Task objective
Rewrite the rows from the one containing "Could you point to the man" through the one containing "Target: blue fabric panel", changing "smiley face" to "happy face" and keeping everything else the same.

* Begin Task input *

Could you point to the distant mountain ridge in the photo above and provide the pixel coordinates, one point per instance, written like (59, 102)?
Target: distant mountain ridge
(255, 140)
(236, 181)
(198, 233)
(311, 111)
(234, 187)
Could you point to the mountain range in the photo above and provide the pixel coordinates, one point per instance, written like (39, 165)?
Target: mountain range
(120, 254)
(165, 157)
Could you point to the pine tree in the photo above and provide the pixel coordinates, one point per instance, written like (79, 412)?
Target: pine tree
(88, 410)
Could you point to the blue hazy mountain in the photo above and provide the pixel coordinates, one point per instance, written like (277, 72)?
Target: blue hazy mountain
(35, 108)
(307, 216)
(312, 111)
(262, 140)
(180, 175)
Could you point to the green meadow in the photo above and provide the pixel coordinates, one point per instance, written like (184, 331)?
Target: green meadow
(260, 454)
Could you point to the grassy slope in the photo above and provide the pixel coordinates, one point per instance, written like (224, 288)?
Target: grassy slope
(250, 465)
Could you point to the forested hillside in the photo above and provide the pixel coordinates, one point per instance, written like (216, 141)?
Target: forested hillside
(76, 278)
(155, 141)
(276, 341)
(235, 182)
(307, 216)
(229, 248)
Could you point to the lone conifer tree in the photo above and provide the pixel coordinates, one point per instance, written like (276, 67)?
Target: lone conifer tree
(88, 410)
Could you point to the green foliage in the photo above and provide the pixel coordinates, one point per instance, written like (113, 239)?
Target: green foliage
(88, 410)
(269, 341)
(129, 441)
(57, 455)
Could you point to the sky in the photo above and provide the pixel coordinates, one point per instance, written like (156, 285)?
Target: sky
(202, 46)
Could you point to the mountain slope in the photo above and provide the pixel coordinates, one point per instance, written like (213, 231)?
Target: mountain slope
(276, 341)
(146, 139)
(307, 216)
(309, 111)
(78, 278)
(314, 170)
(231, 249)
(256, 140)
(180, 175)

* End Task input *
* Begin Task input *

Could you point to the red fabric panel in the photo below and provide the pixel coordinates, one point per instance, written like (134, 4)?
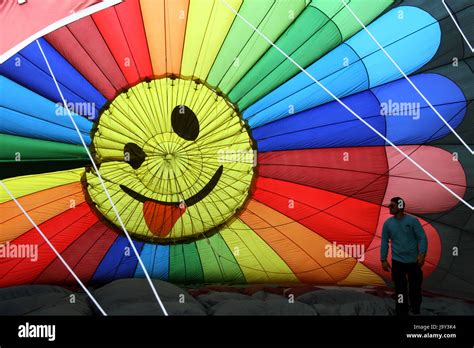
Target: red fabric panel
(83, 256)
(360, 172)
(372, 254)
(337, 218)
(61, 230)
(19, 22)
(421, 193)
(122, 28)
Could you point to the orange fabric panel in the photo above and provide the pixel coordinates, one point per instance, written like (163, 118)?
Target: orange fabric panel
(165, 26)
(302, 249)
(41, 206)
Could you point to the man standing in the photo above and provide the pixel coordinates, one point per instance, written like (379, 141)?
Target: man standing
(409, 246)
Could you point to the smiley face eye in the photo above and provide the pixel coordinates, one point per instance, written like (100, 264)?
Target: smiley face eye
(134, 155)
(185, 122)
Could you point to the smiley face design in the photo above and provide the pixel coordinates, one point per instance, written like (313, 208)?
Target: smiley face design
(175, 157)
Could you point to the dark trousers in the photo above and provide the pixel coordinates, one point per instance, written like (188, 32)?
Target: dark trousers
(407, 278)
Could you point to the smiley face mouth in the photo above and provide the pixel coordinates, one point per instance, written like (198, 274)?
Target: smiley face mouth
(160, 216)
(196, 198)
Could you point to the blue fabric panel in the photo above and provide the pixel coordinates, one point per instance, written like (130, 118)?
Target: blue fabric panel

* End Task input *
* Begin Task input *

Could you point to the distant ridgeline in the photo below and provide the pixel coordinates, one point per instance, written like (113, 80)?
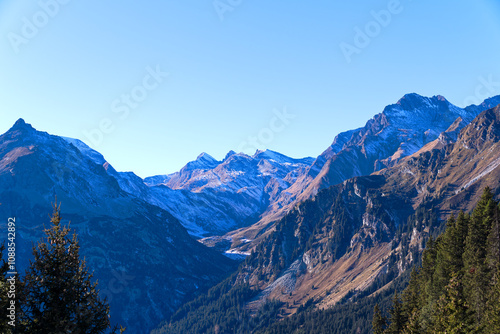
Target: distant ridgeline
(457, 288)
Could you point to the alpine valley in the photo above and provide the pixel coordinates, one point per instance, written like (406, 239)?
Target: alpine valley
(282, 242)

* End Task input *

Answer to the task
Could you point to the man standing in the photo above and provide the pixel coordinates, one point per instance, written like (379, 141)?
Target: man standing
(409, 246)
Could you point to the happy face eye in the photo above and provide the pixel coordinates, one point per instance, written like (100, 264)?
Target: happy face eye
(134, 155)
(185, 122)
Could you point to the happy face design in the photo above and provide the pixel coordinates, one point per instance, written like (313, 208)?
Target: happy face design
(175, 157)
Could you point to the dark trousers in the photo above and provide the pixel coordinates, one point per instance, written like (188, 32)?
Target: dark trousers
(407, 278)
Could you point to the happy face mouth in the photo above and provide the pixel coordinates, one point per instance, written like (198, 274)?
Target: happy face mouth
(160, 216)
(196, 198)
Could you point to the blue fabric panel in the photo above and provide the pixel coordinates, one point per instance, written like (130, 118)?
Target: blue fabric panel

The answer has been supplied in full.